***** Records shown

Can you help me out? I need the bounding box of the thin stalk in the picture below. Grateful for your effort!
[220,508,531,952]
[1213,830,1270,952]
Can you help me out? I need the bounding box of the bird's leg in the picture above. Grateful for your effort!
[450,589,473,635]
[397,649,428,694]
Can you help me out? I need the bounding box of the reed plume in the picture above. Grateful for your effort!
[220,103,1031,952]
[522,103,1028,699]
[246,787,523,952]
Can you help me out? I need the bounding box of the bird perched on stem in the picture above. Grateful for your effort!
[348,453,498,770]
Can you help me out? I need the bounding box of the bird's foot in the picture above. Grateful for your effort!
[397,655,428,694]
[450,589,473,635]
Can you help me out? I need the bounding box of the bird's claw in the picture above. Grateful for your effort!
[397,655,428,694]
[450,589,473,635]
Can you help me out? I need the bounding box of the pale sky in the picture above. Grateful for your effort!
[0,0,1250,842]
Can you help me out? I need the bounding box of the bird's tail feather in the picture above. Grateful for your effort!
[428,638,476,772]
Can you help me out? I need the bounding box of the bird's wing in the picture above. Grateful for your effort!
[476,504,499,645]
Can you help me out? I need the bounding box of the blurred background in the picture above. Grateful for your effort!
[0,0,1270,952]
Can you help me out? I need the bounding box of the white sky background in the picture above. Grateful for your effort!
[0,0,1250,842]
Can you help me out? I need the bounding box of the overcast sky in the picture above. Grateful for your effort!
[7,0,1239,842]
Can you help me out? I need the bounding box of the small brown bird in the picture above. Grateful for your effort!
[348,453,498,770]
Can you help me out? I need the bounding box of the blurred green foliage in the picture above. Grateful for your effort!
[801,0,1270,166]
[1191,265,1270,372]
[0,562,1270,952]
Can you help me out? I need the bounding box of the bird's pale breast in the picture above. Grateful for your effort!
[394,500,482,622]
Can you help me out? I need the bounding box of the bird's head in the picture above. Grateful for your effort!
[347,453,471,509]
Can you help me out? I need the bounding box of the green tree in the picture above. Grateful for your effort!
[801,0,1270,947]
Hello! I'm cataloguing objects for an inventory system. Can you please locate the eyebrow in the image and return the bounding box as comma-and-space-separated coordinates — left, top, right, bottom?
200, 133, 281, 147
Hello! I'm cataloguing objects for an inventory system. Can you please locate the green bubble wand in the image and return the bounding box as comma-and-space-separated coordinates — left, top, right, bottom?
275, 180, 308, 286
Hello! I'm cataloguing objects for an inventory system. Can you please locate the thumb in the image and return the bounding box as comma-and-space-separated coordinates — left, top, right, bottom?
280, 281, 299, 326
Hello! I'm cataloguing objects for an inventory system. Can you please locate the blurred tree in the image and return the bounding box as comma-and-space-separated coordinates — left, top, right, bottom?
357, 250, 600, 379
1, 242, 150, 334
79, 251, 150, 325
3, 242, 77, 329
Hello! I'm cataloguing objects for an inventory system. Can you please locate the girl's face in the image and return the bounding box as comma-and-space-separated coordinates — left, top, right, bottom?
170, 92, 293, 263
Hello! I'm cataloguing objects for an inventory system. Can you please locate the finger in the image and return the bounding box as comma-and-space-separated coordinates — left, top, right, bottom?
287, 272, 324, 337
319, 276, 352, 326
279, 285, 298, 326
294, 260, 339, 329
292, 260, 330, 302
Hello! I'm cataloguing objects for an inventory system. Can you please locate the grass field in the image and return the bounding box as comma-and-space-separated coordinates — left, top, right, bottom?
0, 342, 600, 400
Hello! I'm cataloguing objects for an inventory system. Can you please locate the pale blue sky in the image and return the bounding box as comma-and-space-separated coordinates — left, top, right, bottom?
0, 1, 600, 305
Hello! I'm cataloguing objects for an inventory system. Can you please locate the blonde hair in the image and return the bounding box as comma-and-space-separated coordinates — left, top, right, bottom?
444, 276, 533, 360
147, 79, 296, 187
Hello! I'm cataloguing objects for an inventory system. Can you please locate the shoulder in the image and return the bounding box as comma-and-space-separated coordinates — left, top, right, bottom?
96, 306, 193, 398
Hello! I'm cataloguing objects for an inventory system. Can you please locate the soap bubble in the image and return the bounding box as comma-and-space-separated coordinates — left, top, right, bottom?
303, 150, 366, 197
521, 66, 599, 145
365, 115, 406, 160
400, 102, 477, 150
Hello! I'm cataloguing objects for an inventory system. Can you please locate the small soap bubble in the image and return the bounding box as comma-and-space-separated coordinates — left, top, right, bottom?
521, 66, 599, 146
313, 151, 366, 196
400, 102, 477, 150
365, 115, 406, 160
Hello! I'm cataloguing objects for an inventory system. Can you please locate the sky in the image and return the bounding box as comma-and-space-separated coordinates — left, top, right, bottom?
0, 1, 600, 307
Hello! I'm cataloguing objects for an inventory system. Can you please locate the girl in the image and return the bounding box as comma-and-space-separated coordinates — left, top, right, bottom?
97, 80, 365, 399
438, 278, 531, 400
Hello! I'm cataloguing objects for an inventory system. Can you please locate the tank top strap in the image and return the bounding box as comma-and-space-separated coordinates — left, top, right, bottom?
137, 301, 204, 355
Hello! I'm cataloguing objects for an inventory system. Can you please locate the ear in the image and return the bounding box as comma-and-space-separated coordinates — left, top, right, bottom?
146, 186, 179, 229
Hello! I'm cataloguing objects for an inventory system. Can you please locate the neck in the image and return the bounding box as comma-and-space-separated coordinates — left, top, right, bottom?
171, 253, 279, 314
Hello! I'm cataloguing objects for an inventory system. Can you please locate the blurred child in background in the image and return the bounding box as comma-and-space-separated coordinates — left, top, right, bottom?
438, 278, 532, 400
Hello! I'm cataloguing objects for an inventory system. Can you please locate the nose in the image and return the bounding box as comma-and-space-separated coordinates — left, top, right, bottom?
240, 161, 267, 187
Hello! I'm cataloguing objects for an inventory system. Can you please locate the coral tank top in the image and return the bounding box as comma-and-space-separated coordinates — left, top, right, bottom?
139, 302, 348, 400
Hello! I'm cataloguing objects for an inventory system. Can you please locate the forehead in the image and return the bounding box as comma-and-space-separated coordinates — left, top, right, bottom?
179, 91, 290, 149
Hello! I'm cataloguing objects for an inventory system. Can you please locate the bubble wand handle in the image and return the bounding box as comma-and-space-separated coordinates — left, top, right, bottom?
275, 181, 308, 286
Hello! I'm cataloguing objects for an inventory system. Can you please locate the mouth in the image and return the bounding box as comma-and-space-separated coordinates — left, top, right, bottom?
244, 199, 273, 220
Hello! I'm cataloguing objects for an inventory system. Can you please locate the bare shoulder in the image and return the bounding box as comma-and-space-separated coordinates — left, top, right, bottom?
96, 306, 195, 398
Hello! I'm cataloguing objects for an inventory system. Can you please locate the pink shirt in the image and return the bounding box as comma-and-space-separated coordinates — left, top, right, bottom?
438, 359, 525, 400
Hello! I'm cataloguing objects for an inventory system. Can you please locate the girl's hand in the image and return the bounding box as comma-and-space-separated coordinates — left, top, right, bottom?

**********

* _Directive_: Rewrite these items with "enclosing rectangle" in place of each "bounding box", changing nothing else.

* _Exercise response_:
Can you help me out? I need the enclosing rectangle of the thin stalk in the picture below. Grateful for your effort!
[220,508,531,952]
[1213,830,1270,952]
Can you help me out? I need the enclosing rectangle of the bird's leg in the picture above. Grateful for your effort!
[450,589,473,635]
[397,649,428,694]
Can you help me out? I need the enclosing rectangle of the reed plume in the picture above. Grateful for your effort!
[220,103,1031,952]
[522,103,1028,699]
[246,787,523,952]
Can you help me out? I need the enclosing rectangle of the bird perched on stem in the picture above. Grateful for your effort!
[348,453,498,770]
Can you help me out? I need the enclosing rectangle of the bird's foot in the picture above. Grateful for your effort!
[397,655,428,694]
[450,589,473,635]
Can you help me out? I need the enclosing rectangle of the bird's claw in the picture above. Grateful for your effort!
[397,655,428,694]
[450,589,473,635]
Can you help me out? I need the enclosing rectangle of the pale sky in the picture above. Grateful for your effort!
[0,0,1250,842]
Can you help me out? I need the enclosing rectangle of the bird's tail feather in the picture above. Grateful for your effort!
[428,638,476,772]
Can you help me out? I need the enclosing rectangle of the bird's wing in the picture above. Grateful for your effort!
[476,504,499,645]
Can you help me out? I need the enclosing rectangle of the blurred background in the picture above. Grateful for your effort!
[0,0,1270,952]
Can you help me out? I need the enclosing rectangle of the white sky background in the picture above. Grateful for your effort!
[0,0,1250,842]
Can you help me out? I need the enclosing rectangle of the overcast sky in the picture above. Grateful for your effort!
[7,0,1239,842]
Can you help me out? I need the enclosing rectangle of the small brown bird in the picture above. Grateful for your effort!
[348,453,498,770]
Can you help me out? I need the enclosing rectangle of the blurred green foliage in the picture above. Grateful for your effort!
[801,0,1270,166]
[1191,265,1270,372]
[0,562,1270,952]
Can you help me out? I need the enclosing rectangle of the bird's pale breast in the picture above. Grateful for your effort!
[394,500,482,622]
Can you help me out? I need the enclosing rectangle of the bird's head in the picture above. Grateful for your effort!
[347,453,471,509]
Can you help me out? I need the enclosing rectangle of the green tree in the picture above. Grateful for your effort!
[801,0,1270,947]
Hello! I'm cataloguing objects for an inventory system. Can you please locate the eyebrow in the image and return the enclosing rectangle as comma-and-space-separated coordinates — left, top, right, bottom?
200, 133, 281, 147
Hello! I'm cataloguing objects for an inventory system. Can you please locate the green bubble wand in the image and return the enclosing rectangle as comma-and-space-separated coordinates — left, top, right, bottom?
275, 180, 308, 286
Hello! I'm cataloguing objects for an inventory system. Can you please locate the thumb in the image and return the enclosing rectangle as comma-and-space-separated coordinates — left, top, right, bottom?
280, 281, 299, 326
Hello! I'm cataloguing objects for an inventory system. Can you please locate the blurred tree in the image and return the enclosing rectangle as comma-and-space-separated coordinates — left, top, right, bottom?
357, 250, 600, 379
1, 242, 150, 334
79, 251, 150, 325
3, 242, 77, 329
Hello! I'm cataloguing objects for an inventory system. Can you please locate the girl's face in the image and return the enclosing rectangle as comma-and-space-separated coordinates — left, top, right, bottom?
170, 92, 293, 263
Hello! I'm cataloguing objects for an inventory system. Can you please locate the finger in the image and return the enclosing rectangle as comma-and-space-separated coordinates — left, top, right, bottom?
287, 272, 324, 337
319, 276, 352, 326
279, 285, 298, 326
294, 260, 339, 329
292, 260, 330, 302
Hello! I'm cataloguing objects for an inventory system. Can you please locate the grass field in the image and return the enclosing rectangle as comma-and-space-separated coordinates — left, top, right, bottom?
0, 342, 600, 400
Hello! I'm cataloguing objects for an inventory system. Can you please locate the pale blue sky in the image and return the enclosing rectangle as comma-and-space-separated coordinates — left, top, right, bottom?
0, 1, 600, 305
Hello! I'm cataloguing objects for an inventory system. Can you please locate the blonde hair in the image and return the enclosing rectangle as comma-and-space-separated coordinates — left, top, right, bottom?
444, 276, 533, 360
147, 79, 296, 187
Hello! I'm cataloguing objects for an inventory system. Can you please locate the shoulder in the image and return the enclosing rectangle as comma-and-space-separated coordinates — left, top, right, bottom?
96, 306, 193, 398
Hello! I'm cataloguing objects for an inventory system. Can you please locate the soap bubble in the image and return the enclosing rectangle as comma-and-space-separated coordinates — left, top, right, bottom?
303, 150, 366, 197
521, 66, 599, 145
365, 115, 406, 160
400, 102, 477, 150
Hello! I'm cataloguing objects for an inventory system. Can you please locate the small soap bubble in the image and return the enclosing rectangle as comma-and-space-separated coordinates — left, top, right, bottom?
521, 66, 599, 146
313, 151, 366, 196
400, 102, 477, 150
365, 115, 406, 160
Hello! I'm cataloguing objects for an inventory system. Can you please locate the sky in the image and return the enclosing rectangle as comma-and-space-separated coordinates — left, top, right, bottom?
0, 1, 600, 307
Hello! I'm cataloguing objects for an inventory system. Can you please locate the girl in the image and return the enclosing rectangle as comma-and-space-separated coordinates — left, top, right, bottom?
97, 80, 365, 399
438, 278, 531, 400
Hello! I'm cataloguing objects for an inventory system. Can you please locate the tank top strap in the image and return the enclosing rectangle as comma-and-space-separated coordinates — left, top, right, bottom?
137, 301, 204, 355
Hello! I'm cataloguing objects for an inventory system. Can you please locate the ear in the image and return the enclosing rectangle as comma-and-space-separated coordinates — left, top, right, bottom?
146, 186, 179, 229
Hello! I'm cataloguing objects for an inventory system. Can you please locate the neck in the image and return the enclosing rectangle as comma-and-space-separated coordinates — left, top, right, bottom?
171, 253, 279, 314
Hello! I'm cataloguing objects for an inventory system. Can you please locate the blurred child in background in the image and return the enclosing rectangle as comma-and-space-separated coordinates — left, top, right, bottom?
438, 278, 532, 400
Hello! I'm cataloguing objects for an inventory system. Can you please locate the nose in the image and return the enclosing rectangle as comma-and-space-separated coordinates — left, top, right, bottom?
240, 161, 267, 187
Hello! I'm cataloguing objects for an inventory system. Can you please locate the coral tank top in the image and return the enclosing rectangle as comma-and-space-separated coordinates — left, top, right, bottom?
139, 302, 348, 400
Hello! I'm cataloguing objects for an inventory system. Can you please locate the forehead in the image and return the enclosing rectangle as comma-and-space-separated coordinates — left, top, right, bottom?
179, 91, 290, 149
Hello! I'm cataloguing objects for an inventory system. Can you please locate the bubble wand handle in the image and return the enclosing rectangle as comma-and-space-separated coordinates — left, top, right, bottom?
275, 181, 308, 286
Hello! I'm cataloguing objects for an inventory system. Can you please locate the mouth in the image and return the enclosing rectangle as comma-and-space-separated coordinates — left, top, right, bottom?
244, 199, 273, 220
Hello! I'm cataloguing objects for an inventory system. Can you please locate the bare shoulder in the image and return the enclosing rectangle as comma-and-space-separated coordinates — left, top, right, bottom?
96, 306, 195, 398
Hello! I'm cataloguing objects for an inventory system. Can you please locate the pink shirt in the image and return the enclosing rectangle as comma-and-space-separated coordinates — left, top, right, bottom?
438, 359, 525, 400
Hello! I'm cataloguing objects for an inventory system. Can you please locate the girl's hand in the image and return the enclosing rectangle as comma-and-space-separated coordinates — left, top, right, bottom?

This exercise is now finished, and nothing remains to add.